OBJECTIVE ->
Arrange the stretch from the first line through the line containing "[0,684,79,800]" as a Markdown table with the columns No. and Line, numbering each row and skipping blank lines. Leave the pictures out.

— begin —

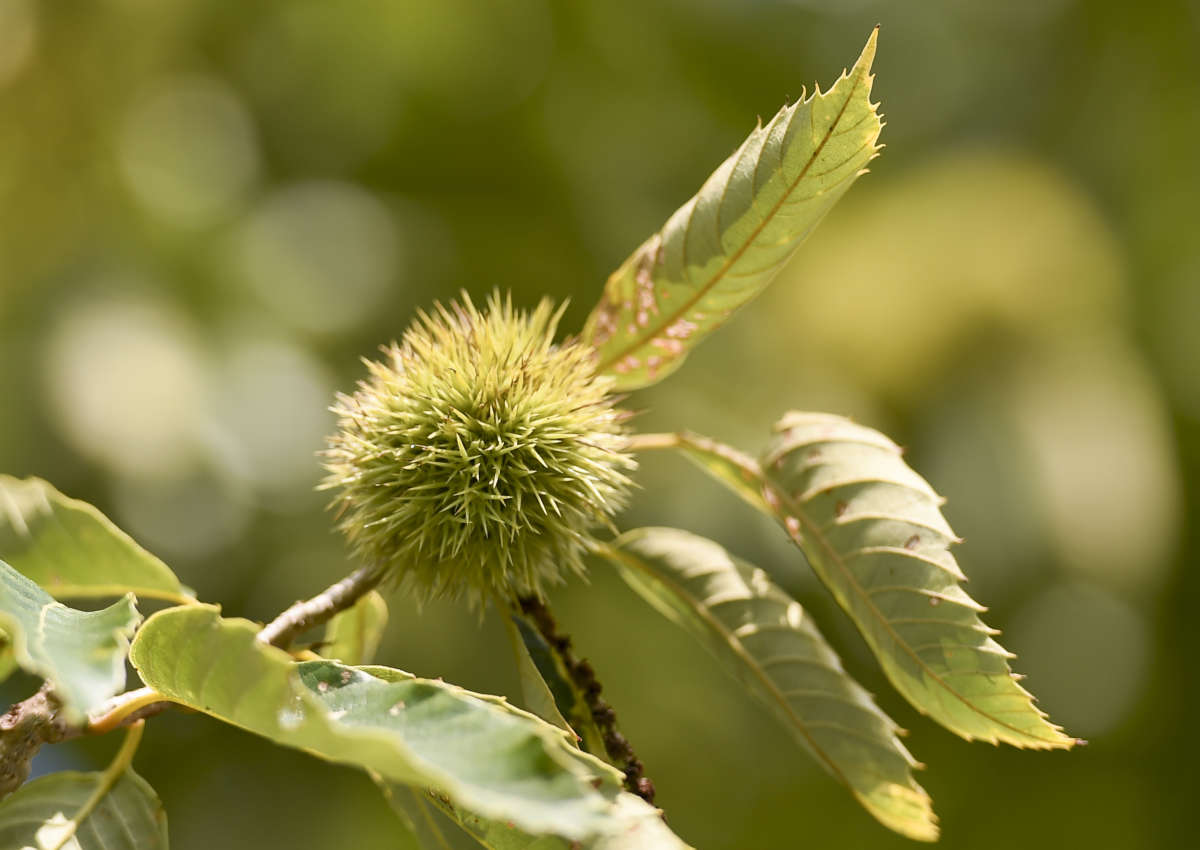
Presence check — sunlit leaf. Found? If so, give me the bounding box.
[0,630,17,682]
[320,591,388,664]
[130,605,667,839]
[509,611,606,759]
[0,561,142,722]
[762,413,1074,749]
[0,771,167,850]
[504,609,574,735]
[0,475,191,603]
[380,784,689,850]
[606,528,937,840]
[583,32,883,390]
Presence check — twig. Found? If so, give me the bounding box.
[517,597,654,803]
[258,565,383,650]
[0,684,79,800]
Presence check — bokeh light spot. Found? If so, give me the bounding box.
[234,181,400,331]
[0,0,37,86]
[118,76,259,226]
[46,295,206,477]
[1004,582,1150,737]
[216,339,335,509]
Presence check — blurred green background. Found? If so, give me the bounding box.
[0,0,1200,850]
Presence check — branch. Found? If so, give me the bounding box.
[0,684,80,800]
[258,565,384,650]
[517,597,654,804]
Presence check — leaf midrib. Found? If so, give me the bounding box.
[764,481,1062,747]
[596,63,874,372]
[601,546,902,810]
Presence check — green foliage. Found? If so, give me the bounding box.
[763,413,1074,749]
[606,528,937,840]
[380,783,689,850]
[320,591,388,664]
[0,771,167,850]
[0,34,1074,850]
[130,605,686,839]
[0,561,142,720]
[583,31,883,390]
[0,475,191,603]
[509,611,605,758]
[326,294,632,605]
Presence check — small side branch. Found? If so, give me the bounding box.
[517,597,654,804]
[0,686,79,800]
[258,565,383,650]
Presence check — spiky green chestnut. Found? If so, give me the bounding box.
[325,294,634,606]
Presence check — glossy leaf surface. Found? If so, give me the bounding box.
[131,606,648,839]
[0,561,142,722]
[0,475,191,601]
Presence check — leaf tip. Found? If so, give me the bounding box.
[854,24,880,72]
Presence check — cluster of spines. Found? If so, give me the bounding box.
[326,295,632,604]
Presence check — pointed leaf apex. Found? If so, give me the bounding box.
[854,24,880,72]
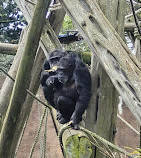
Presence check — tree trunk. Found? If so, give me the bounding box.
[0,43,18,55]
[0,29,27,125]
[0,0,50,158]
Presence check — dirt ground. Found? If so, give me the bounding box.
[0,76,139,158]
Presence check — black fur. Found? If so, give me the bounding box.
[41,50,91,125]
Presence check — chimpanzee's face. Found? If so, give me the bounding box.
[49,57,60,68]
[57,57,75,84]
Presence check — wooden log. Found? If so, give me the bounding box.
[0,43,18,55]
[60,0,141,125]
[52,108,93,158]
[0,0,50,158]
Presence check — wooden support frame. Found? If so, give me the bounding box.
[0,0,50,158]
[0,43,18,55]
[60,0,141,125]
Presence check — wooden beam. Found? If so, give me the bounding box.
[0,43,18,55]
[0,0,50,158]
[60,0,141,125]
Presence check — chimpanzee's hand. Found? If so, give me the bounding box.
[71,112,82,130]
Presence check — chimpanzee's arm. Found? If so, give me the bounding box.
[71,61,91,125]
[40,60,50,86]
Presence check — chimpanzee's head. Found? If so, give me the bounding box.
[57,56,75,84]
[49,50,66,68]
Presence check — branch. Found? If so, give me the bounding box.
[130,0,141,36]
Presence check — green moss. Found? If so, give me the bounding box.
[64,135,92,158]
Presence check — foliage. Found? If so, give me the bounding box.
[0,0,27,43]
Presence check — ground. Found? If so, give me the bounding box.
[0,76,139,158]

— end —

REPLY TO THE TASK ->
| No. | Line |
|---|---|
| 1 | Presence check — sunlit leaf. Found? If so, give me the bounding box. |
| 2 | [0,630,17,682] |
| 3 | [320,591,388,664] |
| 4 | [130,605,667,839] |
| 5 | [509,611,606,759] |
| 6 | [0,561,142,722] |
| 7 | [762,413,1074,749] |
| 8 | [0,771,167,850] |
| 9 | [504,609,574,735] |
| 10 | [0,475,191,603] |
| 11 | [380,784,689,850] |
| 12 | [606,528,937,840] |
| 13 | [583,32,883,390] |
| 14 | Presence check — twig. Found? If so, give me the bounding box. |
| 15 | [517,597,654,803] |
| 16 | [258,565,383,650] |
| 17 | [0,684,79,800] |